* _Exercise_:
According to the Danny Shirley profile, which band has he been lead singer of since its formation in 1987?

- Born: August 12, 1956 (age 69) Chattanooga, Tennessee, U.S.
- Origin: Nashville, Tennessee
- Genres: Country
- Occupations: Singer; songwriter;
- Instruments: Vocals; guitar;
- Years active: 1984–present
- Label: Amor
- Member of: Confederate Railroad

= Danny Shirley =

American country music singer (born 1956)

Danny Shirley (born August 12, 1956) is an American country music singer and songwriter. He is best known as the lead singer of the country rock band Confederate Railroad, a role he has held since its formation in 1987.

Before the band was founded, Shirley recorded for Amor Records and charted five singles of his own.

Coordinate annotation records:

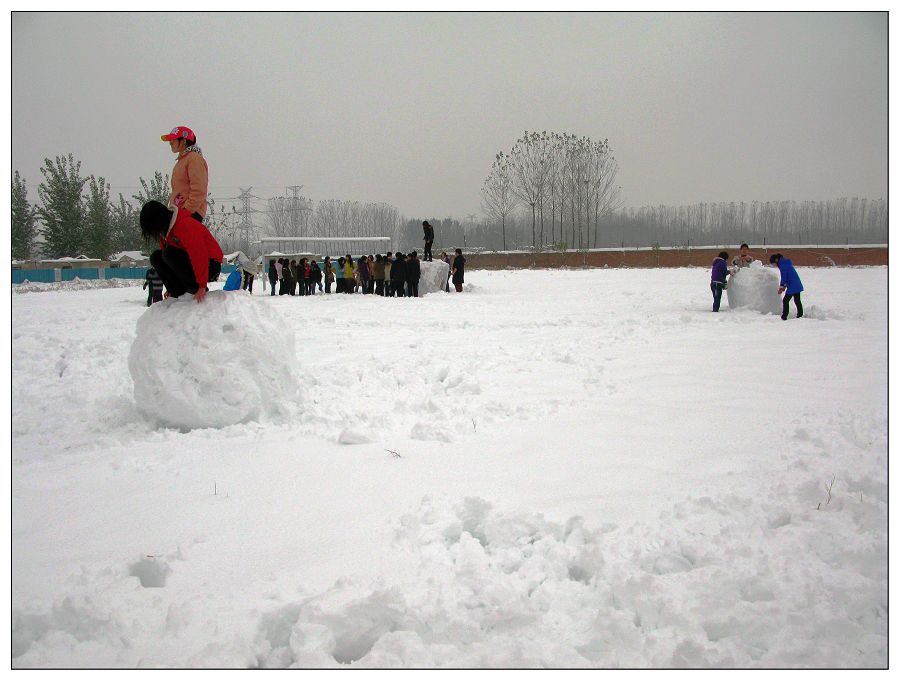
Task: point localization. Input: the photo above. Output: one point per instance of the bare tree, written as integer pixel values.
(529, 160)
(498, 198)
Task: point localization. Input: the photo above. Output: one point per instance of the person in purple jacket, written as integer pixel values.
(719, 279)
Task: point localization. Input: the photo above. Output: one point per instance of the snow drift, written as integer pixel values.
(230, 359)
(755, 287)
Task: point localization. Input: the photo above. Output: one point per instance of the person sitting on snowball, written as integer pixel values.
(719, 278)
(743, 259)
(188, 257)
(790, 285)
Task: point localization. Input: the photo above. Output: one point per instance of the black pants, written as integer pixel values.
(786, 301)
(174, 268)
(716, 287)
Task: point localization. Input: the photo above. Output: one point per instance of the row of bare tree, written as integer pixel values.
(563, 177)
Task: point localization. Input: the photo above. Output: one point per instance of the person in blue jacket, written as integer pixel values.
(790, 285)
(719, 278)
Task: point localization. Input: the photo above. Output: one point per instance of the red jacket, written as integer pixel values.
(191, 236)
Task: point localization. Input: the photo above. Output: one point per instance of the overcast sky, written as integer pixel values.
(410, 109)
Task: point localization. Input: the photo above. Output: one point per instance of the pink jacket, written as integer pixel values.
(190, 181)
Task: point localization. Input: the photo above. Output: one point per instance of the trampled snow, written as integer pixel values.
(552, 469)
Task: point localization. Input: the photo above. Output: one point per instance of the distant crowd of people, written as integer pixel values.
(391, 275)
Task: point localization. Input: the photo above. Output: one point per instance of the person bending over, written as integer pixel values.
(188, 257)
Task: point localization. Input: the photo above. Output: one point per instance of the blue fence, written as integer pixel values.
(49, 276)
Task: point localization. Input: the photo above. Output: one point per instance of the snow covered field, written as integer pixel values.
(556, 468)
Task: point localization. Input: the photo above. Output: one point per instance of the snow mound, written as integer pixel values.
(508, 589)
(755, 287)
(228, 360)
(434, 276)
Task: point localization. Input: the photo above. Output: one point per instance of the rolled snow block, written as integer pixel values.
(755, 287)
(434, 276)
(227, 360)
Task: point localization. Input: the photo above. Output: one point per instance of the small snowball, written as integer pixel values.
(434, 276)
(755, 287)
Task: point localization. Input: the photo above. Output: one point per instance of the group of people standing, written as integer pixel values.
(391, 275)
(790, 284)
(292, 278)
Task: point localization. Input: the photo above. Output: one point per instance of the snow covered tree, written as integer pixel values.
(498, 198)
(158, 189)
(97, 241)
(23, 224)
(62, 209)
(125, 229)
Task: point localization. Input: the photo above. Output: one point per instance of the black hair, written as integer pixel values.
(155, 219)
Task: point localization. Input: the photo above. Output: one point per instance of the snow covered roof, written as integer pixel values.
(80, 258)
(128, 255)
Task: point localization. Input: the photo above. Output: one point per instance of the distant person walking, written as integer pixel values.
(429, 240)
(790, 285)
(398, 275)
(190, 176)
(719, 278)
(413, 274)
(329, 273)
(457, 273)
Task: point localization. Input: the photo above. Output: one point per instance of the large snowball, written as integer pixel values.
(227, 360)
(755, 287)
(434, 276)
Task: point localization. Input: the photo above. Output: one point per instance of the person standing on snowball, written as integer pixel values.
(273, 275)
(790, 285)
(742, 259)
(429, 240)
(190, 176)
(457, 272)
(189, 256)
(719, 278)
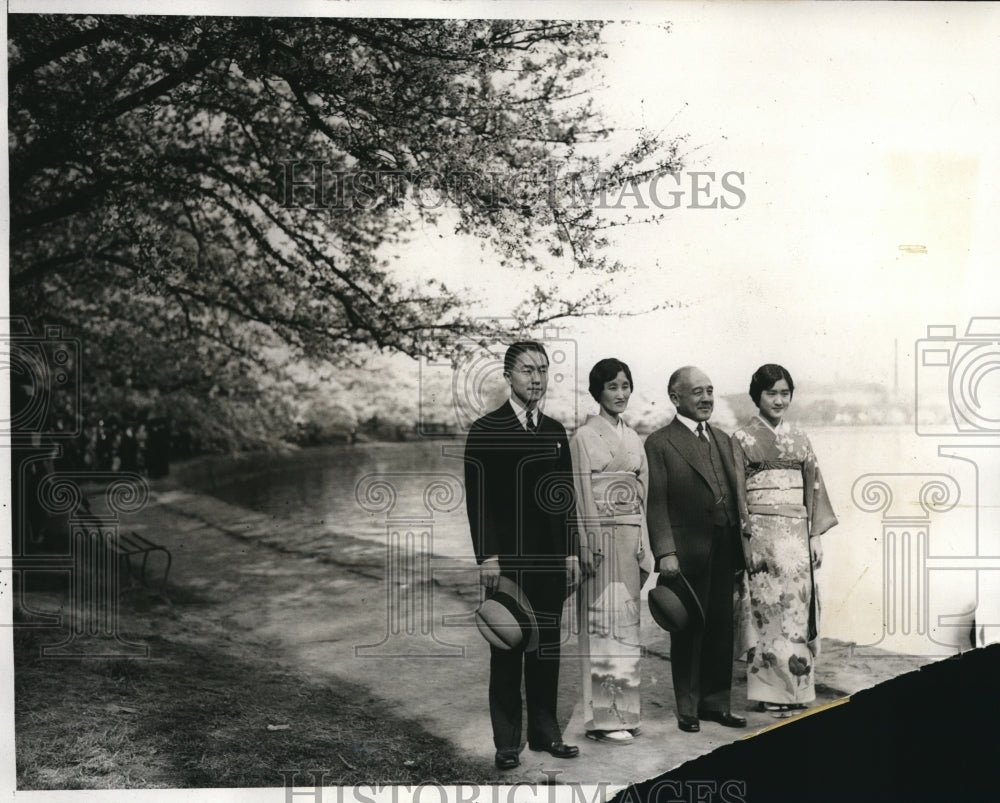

* _Full answer_:
Confederate Railroad